* Begin TASK INPUTS *

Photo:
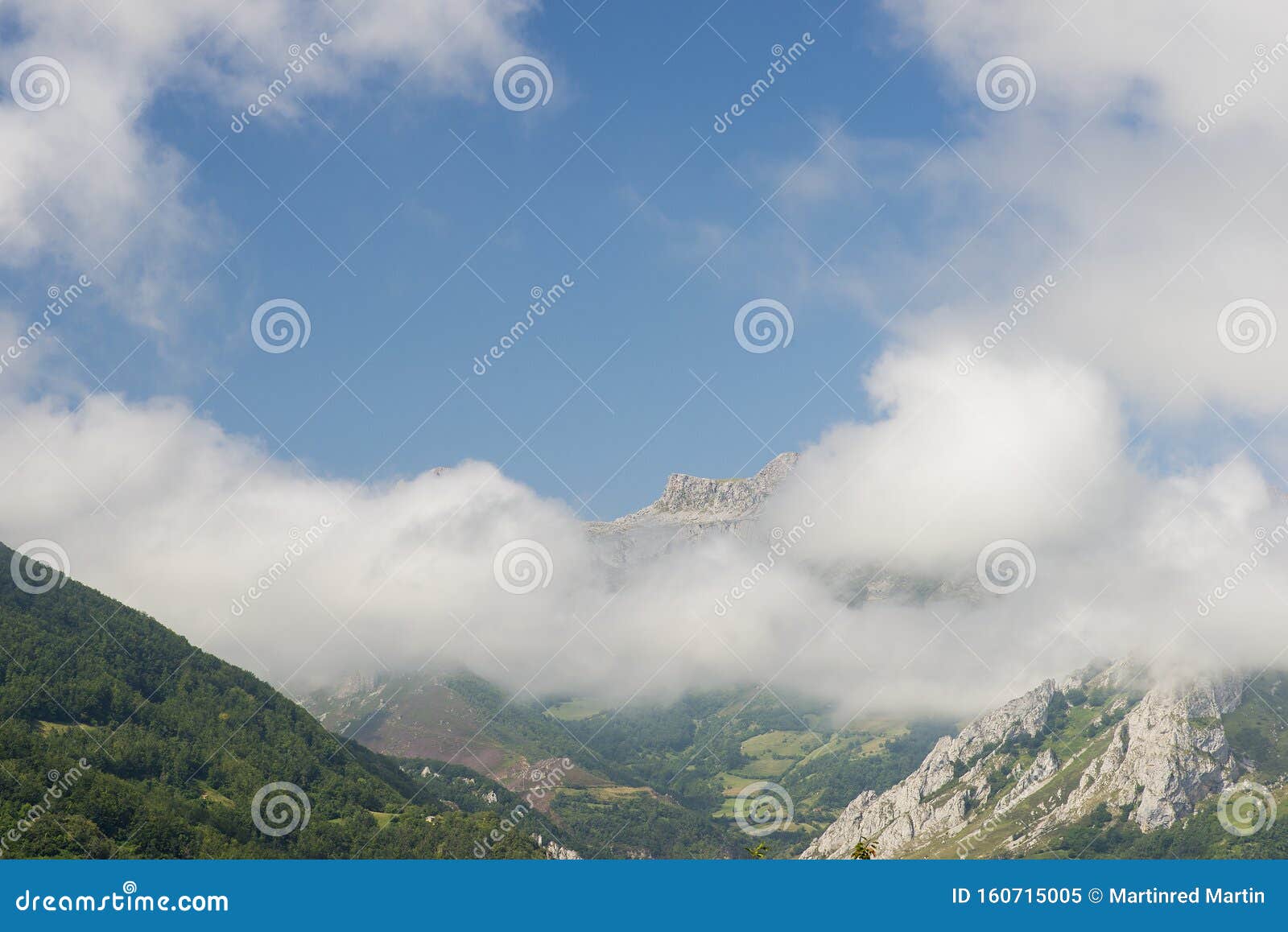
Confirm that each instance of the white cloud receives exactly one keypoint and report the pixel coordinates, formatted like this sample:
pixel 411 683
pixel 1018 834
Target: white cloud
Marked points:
pixel 90 182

* End TASK INPUTS *

> [WRITTEN EXERCISE]
Put every line of the listing above into a numbered list, skipping blank lines and leaving out the pictures.

> [TASK RESPONSE]
1. Photo:
2. Confirm that each instance of the white cloud receives exactly one keypoint and report the pixel coordinates, formatted like this sample:
3. pixel 411 683
4. pixel 1018 834
5. Target: white cloud
6. Marked points:
7. pixel 90 182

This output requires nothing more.